• **What you need to do**
Swap "one point per instance" for "a single point per instance" throughout the rows from the line containing "Would you mind pinning the light" through the end of the rows, changing nothing else. Leave the pictures out of your answer.

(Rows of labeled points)

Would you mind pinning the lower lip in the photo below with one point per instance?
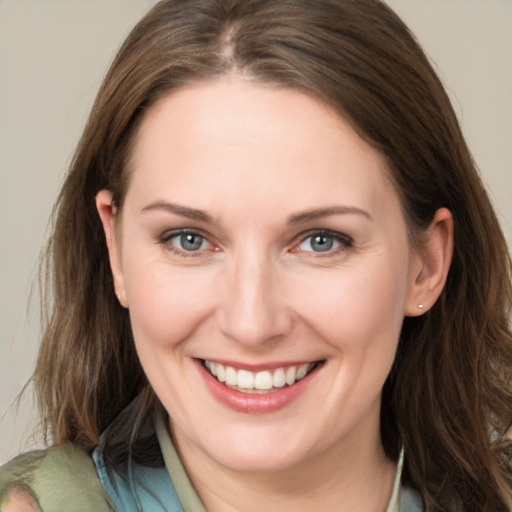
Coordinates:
(252, 403)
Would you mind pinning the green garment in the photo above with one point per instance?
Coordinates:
(66, 479)
(59, 479)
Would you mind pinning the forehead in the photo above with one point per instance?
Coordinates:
(233, 137)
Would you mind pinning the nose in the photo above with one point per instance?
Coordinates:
(253, 310)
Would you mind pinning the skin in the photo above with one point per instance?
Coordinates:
(255, 159)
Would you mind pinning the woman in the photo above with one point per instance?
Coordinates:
(278, 282)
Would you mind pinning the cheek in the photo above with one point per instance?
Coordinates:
(166, 304)
(357, 308)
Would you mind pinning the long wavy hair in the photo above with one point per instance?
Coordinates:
(448, 399)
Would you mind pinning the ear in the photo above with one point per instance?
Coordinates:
(430, 265)
(107, 212)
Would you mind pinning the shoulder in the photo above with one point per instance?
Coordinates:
(58, 479)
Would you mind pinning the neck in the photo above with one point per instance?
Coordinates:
(353, 476)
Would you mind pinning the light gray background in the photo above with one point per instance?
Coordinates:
(53, 54)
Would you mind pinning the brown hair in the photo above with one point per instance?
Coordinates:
(448, 399)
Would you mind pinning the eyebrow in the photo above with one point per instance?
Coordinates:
(183, 211)
(298, 218)
(319, 213)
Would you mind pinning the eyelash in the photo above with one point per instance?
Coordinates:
(344, 241)
(168, 236)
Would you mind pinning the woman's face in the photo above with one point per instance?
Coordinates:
(262, 241)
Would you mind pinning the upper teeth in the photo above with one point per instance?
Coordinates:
(266, 379)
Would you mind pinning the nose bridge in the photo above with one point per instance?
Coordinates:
(253, 310)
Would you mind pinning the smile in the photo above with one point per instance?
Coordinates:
(261, 382)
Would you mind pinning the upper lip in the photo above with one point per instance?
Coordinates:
(270, 365)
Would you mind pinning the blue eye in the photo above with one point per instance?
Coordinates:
(324, 242)
(188, 242)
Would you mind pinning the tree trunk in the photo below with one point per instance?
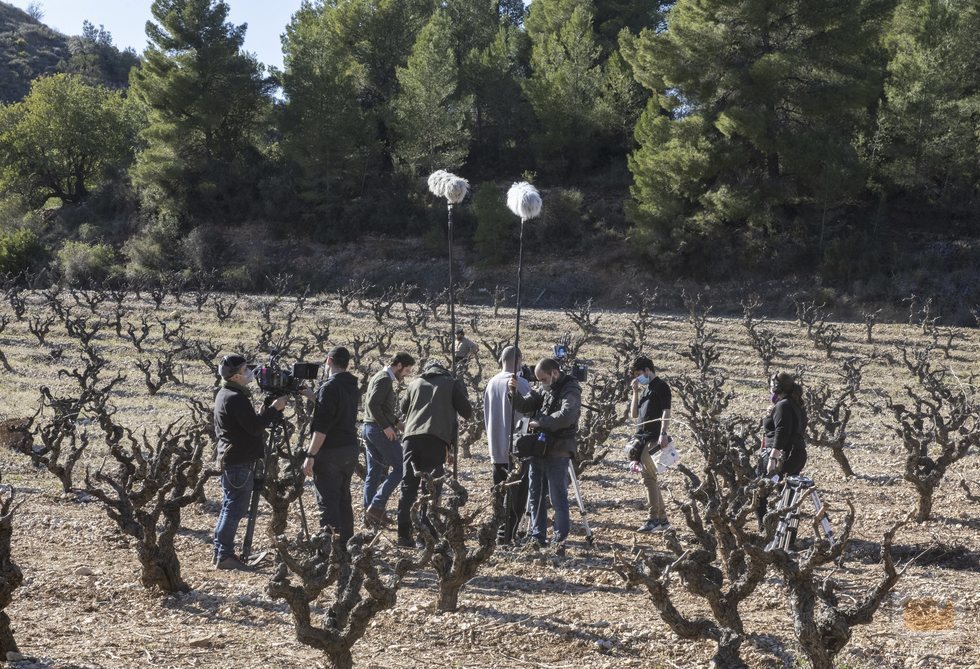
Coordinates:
(7, 643)
(841, 458)
(341, 659)
(448, 597)
(924, 509)
(161, 570)
(726, 652)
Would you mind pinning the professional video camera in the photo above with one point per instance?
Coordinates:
(276, 381)
(577, 370)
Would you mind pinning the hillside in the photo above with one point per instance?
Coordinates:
(28, 49)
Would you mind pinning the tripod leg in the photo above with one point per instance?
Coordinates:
(581, 505)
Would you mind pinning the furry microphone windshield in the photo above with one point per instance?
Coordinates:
(524, 200)
(448, 185)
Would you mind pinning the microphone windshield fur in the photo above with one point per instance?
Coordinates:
(448, 185)
(524, 200)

• **The output**
Would you mind pinning the light gray background in the photo above with a single point per instance?
Coordinates:
(53, 54)
Would you mind pinning the brown hair in the photo above with a single point per instance?
Coordinates:
(448, 399)
Would you mind pinning the eyebrow in the photo above with a single point per instance?
Coordinates:
(183, 211)
(298, 218)
(319, 213)
Would you mind pinning the eyelash in the photo above with a single point per instance?
Coordinates:
(344, 241)
(168, 236)
Would you mind pinning the woman's face in the photo above with a single point per instance?
Coordinates:
(262, 241)
Would you mind pinning the upper teeth in the photo above with a single point per instance?
Coordinates:
(266, 379)
Would you mind pinning the nose bridge in the photo above with a single point per instance?
Coordinates:
(253, 310)
Would you mind pinning the smile in the photo above with a single point per instance?
Coordinates:
(261, 382)
Would you mind pinning the upper lip in the photo above with a single point per instance?
Coordinates:
(270, 365)
Would you mind pinning the blue eye in the photo above with a single point per instance?
Coordinates:
(324, 242)
(188, 242)
Would you mind pinning the tree trunk in the photo below with a single point per instance?
Coordinates:
(7, 643)
(841, 458)
(341, 659)
(448, 597)
(924, 509)
(161, 570)
(726, 652)
Would you mind pinning the professional video camera in the photo above with a single point per instance?
Coordinates:
(276, 381)
(577, 370)
Would you mind pinning the hillside in the photo above with a single point per instance?
Coordinates:
(28, 49)
Would you mind pinning the tripod leg in the photo above with a single point per instance?
Coordinates:
(581, 505)
Would you mind pinning the furry microphone windshield in the photo above with a single point per instance?
Coordinates:
(524, 200)
(448, 185)
Would you mind pinning the microphone windshield fur in the photo above with a single point per instance?
Coordinates:
(448, 185)
(524, 200)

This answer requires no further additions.